State how many lines in the records below contain the word "tiara". Give the number alone.

→ **MATERIAL FOR THIS EXERCISE**
###
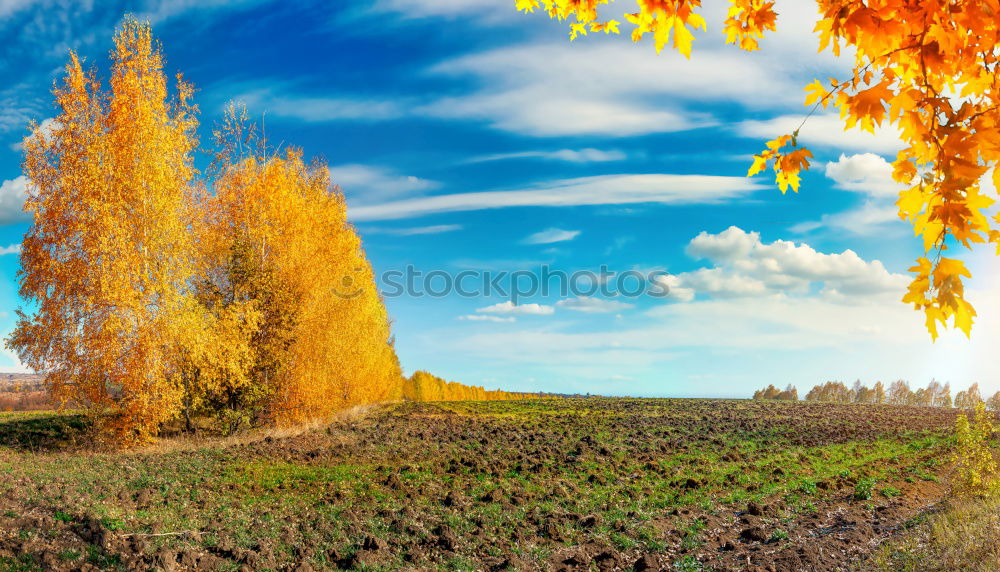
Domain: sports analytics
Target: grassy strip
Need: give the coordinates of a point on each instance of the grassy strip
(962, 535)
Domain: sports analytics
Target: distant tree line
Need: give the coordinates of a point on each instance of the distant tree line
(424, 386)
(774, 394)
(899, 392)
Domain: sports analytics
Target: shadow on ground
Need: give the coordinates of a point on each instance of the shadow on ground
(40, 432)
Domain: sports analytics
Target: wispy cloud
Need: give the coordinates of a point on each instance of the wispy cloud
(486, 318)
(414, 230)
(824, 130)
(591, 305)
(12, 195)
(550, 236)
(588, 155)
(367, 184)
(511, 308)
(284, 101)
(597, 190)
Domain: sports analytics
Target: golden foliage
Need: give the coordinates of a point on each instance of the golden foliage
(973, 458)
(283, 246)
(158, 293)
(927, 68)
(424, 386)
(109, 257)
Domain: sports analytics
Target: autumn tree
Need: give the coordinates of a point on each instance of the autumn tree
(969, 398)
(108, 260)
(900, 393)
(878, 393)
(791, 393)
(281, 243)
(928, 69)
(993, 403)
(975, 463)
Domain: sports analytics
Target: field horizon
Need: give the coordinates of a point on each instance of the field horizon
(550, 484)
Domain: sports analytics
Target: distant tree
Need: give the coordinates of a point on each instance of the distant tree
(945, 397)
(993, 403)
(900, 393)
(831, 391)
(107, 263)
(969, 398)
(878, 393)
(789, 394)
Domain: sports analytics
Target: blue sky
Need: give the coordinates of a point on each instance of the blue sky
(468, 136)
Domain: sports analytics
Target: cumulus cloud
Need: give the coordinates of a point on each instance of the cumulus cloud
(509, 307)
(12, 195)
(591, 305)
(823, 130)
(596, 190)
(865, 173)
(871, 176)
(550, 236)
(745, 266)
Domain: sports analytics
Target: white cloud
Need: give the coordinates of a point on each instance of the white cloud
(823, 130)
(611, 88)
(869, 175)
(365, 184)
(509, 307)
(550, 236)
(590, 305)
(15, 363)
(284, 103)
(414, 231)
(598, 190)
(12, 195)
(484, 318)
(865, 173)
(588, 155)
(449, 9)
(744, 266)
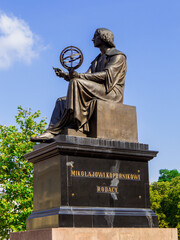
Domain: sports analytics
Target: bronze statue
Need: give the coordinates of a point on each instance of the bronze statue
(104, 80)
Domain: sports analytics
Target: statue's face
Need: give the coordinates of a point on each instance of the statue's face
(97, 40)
###
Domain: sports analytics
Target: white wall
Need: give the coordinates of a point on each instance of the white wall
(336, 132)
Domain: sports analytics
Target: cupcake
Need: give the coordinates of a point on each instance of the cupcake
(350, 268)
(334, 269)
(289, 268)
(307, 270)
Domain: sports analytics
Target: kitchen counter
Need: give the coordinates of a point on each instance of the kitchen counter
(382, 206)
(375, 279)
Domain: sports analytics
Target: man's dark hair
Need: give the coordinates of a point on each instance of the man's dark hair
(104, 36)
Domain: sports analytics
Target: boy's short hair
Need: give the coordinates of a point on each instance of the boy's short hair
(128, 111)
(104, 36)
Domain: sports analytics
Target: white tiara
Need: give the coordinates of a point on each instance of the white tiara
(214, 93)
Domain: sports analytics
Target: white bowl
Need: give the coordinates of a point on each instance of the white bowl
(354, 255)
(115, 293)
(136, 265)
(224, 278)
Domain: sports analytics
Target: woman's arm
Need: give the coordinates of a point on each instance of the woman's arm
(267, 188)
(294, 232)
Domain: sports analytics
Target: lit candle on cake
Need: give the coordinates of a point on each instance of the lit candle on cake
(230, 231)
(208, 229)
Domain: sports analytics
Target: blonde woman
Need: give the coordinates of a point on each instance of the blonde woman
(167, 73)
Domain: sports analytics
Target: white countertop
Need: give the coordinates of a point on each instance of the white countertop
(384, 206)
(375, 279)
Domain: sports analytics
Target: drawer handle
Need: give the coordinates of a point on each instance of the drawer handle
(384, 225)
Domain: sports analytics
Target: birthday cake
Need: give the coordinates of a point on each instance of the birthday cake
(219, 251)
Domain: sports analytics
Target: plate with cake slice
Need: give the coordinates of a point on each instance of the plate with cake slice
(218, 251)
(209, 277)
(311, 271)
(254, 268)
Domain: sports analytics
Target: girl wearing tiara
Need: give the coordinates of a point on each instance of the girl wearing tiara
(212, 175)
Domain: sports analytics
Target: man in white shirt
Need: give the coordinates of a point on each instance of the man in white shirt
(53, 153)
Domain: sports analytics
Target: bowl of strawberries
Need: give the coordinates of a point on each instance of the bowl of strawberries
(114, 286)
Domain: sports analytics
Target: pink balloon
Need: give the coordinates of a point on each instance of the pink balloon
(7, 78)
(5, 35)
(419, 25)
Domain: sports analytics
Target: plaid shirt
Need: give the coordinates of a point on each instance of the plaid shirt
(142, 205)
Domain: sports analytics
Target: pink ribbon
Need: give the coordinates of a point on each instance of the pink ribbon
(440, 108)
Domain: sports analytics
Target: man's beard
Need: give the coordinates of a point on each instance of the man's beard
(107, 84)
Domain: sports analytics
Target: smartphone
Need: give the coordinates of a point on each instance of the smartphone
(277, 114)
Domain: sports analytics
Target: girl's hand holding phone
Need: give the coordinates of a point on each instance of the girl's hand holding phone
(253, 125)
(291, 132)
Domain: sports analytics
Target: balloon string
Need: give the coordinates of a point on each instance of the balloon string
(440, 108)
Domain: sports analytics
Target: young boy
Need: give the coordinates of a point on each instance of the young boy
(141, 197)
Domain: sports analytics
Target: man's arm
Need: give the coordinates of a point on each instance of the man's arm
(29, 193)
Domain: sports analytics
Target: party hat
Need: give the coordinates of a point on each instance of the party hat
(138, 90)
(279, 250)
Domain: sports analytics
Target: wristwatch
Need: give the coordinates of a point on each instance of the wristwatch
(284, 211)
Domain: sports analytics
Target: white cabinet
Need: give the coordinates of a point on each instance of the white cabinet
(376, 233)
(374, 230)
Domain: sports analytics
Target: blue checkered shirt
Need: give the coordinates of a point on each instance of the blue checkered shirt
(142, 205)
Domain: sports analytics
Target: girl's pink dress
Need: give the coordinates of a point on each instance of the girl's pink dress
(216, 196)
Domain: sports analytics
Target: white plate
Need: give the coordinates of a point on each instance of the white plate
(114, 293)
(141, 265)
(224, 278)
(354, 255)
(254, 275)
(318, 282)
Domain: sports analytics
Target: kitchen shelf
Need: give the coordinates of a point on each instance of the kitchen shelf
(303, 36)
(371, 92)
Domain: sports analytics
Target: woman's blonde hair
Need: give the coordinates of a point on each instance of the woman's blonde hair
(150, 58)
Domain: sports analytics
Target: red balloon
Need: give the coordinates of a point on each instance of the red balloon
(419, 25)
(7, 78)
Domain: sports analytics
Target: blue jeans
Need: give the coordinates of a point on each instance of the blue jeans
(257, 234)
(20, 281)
###
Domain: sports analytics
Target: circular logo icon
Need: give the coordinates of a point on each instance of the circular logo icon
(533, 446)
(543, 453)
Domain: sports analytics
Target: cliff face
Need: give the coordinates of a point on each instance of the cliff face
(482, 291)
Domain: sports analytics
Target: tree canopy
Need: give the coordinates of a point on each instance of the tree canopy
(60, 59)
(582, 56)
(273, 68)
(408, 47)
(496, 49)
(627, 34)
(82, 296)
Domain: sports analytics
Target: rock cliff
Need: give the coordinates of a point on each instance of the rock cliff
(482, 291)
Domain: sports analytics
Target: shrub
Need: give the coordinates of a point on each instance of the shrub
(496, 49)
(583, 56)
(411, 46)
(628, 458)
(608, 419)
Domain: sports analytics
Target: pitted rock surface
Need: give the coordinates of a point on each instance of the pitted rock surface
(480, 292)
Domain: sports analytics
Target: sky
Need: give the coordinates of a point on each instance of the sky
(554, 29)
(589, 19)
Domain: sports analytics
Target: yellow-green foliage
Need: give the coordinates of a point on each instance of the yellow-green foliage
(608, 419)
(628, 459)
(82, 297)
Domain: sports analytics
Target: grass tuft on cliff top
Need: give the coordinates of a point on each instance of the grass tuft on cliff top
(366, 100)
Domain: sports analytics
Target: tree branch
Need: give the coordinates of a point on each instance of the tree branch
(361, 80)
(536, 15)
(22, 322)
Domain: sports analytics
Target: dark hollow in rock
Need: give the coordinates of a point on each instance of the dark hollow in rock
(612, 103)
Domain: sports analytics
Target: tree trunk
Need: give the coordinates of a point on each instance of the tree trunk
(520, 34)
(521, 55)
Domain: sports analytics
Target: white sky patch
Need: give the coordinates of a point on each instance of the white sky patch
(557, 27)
###
→ **RESPONSE TO THIS TASK**
4